YOUR ASSIGNMENT:
Each line below should be repeated exactly as written, with no pictures carried over.

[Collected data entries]
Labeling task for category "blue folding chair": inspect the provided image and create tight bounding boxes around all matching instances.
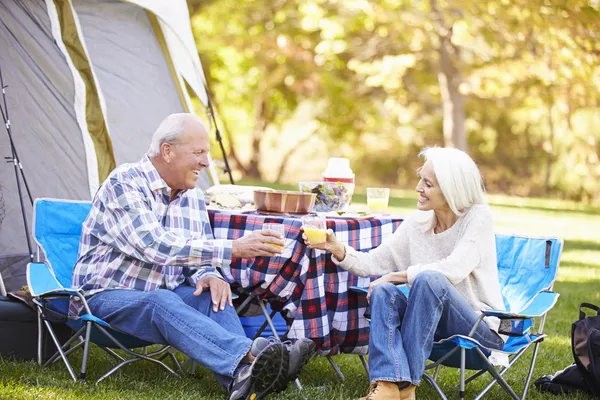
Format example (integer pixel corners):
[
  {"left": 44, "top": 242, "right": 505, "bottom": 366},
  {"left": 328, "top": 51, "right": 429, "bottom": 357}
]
[
  {"left": 27, "top": 198, "right": 183, "bottom": 383},
  {"left": 352, "top": 233, "right": 563, "bottom": 400}
]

RESULT:
Labeling task for category "blue folding chair": inspect the provided image and create tight bounding boxes around all matching instances.
Format example (integer pixel corners):
[
  {"left": 44, "top": 242, "right": 505, "bottom": 366},
  {"left": 328, "top": 51, "right": 429, "bottom": 357}
]
[
  {"left": 27, "top": 198, "right": 183, "bottom": 383},
  {"left": 352, "top": 233, "right": 563, "bottom": 400}
]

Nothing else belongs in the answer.